#### [STATED TASK A]
Answer these questions from the interview excerpt below:
(i) Where did the speaker grow up?
(ii) In which city was the speaker doing work for DreamWorks?
(iii) Which movie did experiences from the 2016 trip inform?
#### [STATED TASK B]
From the interview excerpt below, reproduce everything from "It was almost" down to "and informed Tigertail." without changing a word.

___ SOURCE PASSAGE

Nonexistent. For a large portion of my life, I had to be dragged kicking and screaming into any sort of Taiwanese celebration. I don't mean that as a slam; it was a matter of social survival where I grew up [in Riverside, California], because there weren't a ton of Asian people. My family spoke Mandarin and occasionally Taiwanese, and I replied in English. My mom cooked Taiwanese and Chinese food, but outside of that it was instance after instance of me rejecting that heritage. One session of Chinese school and refusing to go anymore.
So how did you guys come to take that trip in 2016?
It was almost happenstance. I happened to be in Shanghai doing a little bit of work for DreamWorks, and while I was there I had an inkling for this movie. I thought, "I should go to Taiwan, walk around and see what it's like." The best tour guide I could have was my dad, so I called and asked if he would meet me there. A lot of our experiences on that trip bled in and informed Tigertail.
What were some of your deepest takeaways from it?
I remember sitting in the back of the cab, with my dad in the front seat speaking Taiwanese to a cab driver and realizing that he hadn't gotten to speak Taiwanese in years. The crazy part is that I could understand more than I thought I could. I heard him tell the driver at one point, "I would never stay at such a fancy hotel, my son is paying for this." He was humblebragging in Taiwanese and I couldn't believe I knew the language enough to understand it!
A huge part of being there with my dad was seeing how much at home he felt in some ways, thinking about a past that he could never regain and how he uprooted his life essentially to give me a better life. It's a cliche but really true. Culturally, he's between worlds. He's in a liminal space.
You realize that [heritage] is always going to be a part of you, and that very specific Asian American experience where in America you're never going to be what people picture as the default American, but then you go to Asia, wherever your parents are from, and people look like you, but you can't communicate there. So where do you belong?

______
___ SOURCE DATA

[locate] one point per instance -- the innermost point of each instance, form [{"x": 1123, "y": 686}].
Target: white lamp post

______

#### [RESULT A]
(i) Riverside, California
(ii) Shanghai
(iii) Tigertail

#### [RESULT B]
It was almost happenstance. I happened to be in Shanghai doing a little bit of work for DreamWorks, and while I was there I had an inkling for this movie. I thought, "I should go to Taiwan, walk around and see what it's like." The best tour guide I could have was my dad, so I called and asked if he would meet me there. A lot of our experiences on that trip bled in and informed Tigertail.